== Trecho selecionado ==

Noctívago, pero no mucho


É fato: sou um adepto da noite. Desde a mais tenra idade, tenho problemas para dormir. Das primeiras lembranças que tenho da infância, a mais antiga talvez seja a de minha mãe deitada comigo e cantando para eu dormir: Para o neném dormir, mamãe canta uma canção/ Para o neném dormir perto do meu coração... Quanta saudade trago no peito...! Mas creio se tratar de uma saudade solitária, é bem possível que minha mãe não tenha boas recordações dessa época. Ocorre que quando ela começava a cantar eu a acompanhava e o que era para ser uma canção de ninar se transformava numa cantoria.


Na pré-adolescência, com rotina quase militar a ser seguida, sentia-me extremamente perturbado e não compreendia o porquê da vontade quase incontrolável de varar a noite acordado. À luz - ou à treva - da religião, atribui minha angústia a alguma espécie de espírito malígno. Somente a rebeldia adolescente foi capaz de me levar a transgredir uma lei pétrea de minha casa: a noite é para dormir. Inúmeras madrugadas passei lendo, assistindo televisão, navegando na internet ou simplesmente rolando na cama, pensando na morte da bezerra. Fazia-o sem culpa, sem medo de ser feliz, e nunca me senti prejudicado por isso. Minhas notas na escola eram exemplares e eu dava conta de assimilar bem os conteúdos que estudava. Não era sonolento, tampouco desanimado.

Os vinte anos chegaram e com eles as responsabilidades de adulto: consegui um emprego. Trabalhava numa fábrica de espumas automotivas, de seis da manhã às três da tarde, prestava monitoria na universidade, de quatro às sete, e estudava de sete às dez e meia da noite. Foram dias difíceis, mas para espanto dos que atribuiam minha preferência pela noite à falta do quê fazer, eu chegava em casa morto de cansaço e não conseguia dormir cedo. Alguém pode pensar que se tratava de insônia, mas não, eu sinto sono. Tenho um relógio biológico que só me diz que é hora de dormir depois das quatro da manhã. Mesmo com uma rotina de derrubar qualquer cristão (o trabalho na indústria era muito pesado), inúmeras vezes eu passei a noite em claro, rolando na cama, e fui para a lida sem ter pregado os olhos. A solução que encontrei foi pedir aos meus superiores que me transferissem para o turno da noite.

== Enunciado ==
Você consegue citar, sem nenhuma alteração, a parte do relato sobre as noites em claro que fica entre "Na pré-adolescência, com" e "sonolento, tampouco desanimado.", inclusive?

== Registros extraídos ==
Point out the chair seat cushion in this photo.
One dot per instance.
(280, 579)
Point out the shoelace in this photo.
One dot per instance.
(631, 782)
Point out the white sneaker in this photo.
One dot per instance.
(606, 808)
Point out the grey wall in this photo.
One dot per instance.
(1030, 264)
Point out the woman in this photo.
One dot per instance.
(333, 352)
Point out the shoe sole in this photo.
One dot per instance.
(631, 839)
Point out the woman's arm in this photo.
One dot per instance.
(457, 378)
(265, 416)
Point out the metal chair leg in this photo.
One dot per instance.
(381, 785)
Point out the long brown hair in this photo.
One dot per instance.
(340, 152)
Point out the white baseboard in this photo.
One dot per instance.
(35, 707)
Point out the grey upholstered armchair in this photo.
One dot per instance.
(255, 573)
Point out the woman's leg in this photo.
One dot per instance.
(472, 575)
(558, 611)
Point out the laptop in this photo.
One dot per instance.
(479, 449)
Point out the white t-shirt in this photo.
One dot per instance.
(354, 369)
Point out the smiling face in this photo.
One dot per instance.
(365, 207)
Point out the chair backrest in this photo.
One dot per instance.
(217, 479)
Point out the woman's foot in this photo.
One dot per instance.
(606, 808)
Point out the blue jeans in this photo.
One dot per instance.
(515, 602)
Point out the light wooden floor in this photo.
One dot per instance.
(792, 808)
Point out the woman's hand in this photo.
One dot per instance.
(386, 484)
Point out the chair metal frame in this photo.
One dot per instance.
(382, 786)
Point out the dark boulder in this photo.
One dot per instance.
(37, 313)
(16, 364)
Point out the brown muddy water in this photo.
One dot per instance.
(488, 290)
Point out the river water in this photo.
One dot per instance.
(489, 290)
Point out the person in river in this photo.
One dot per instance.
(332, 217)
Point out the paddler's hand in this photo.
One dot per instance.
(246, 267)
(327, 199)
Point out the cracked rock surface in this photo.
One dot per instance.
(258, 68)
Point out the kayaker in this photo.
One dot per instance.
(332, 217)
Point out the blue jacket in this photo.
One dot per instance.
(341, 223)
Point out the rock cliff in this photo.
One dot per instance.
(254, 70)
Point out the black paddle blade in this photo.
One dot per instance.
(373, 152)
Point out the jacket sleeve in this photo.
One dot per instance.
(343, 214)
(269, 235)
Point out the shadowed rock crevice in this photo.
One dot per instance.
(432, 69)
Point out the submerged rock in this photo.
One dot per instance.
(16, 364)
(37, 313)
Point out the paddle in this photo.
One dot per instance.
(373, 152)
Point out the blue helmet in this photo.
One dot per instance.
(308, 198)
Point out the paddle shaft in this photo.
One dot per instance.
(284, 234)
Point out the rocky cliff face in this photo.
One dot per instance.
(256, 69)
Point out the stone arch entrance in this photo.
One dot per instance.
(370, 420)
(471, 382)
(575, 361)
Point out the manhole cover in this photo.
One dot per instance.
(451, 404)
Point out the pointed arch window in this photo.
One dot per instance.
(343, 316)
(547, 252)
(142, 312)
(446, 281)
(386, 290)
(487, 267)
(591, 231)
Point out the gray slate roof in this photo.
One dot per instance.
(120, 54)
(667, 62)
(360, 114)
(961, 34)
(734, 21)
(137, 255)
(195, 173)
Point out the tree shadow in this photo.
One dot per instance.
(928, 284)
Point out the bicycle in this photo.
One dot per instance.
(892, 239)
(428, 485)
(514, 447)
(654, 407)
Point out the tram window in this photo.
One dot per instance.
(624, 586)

== Resposta ao exercício ==
Na pré-adolescência, com rotina quase militar a ser seguida, sentia-me extremamente perturbado e não compreendia o porquê da vontade quase incontrolável de varar a noite acordado. À luz - ou à treva - da religião, atribui minha angústia a alguma espécie de espírito malígno. Somente a rebeldia adolescente foi capaz de me levar a transgredir uma lei pétrea de minha casa: a noite é para dormir. Inúmeras madrugadas passei lendo, assistindo televisão, navegando na internet ou simplesmente rolando na cama, pensando na morte da bezerra. Fazia-o sem culpa, sem medo de ser feliz, e nunca me senti prejudicado por isso. Minhas notas na escola eram exemplares e eu dava conta de assimilar bem os conteúdos que estudava. Não era sonolento, tampouco desanimado.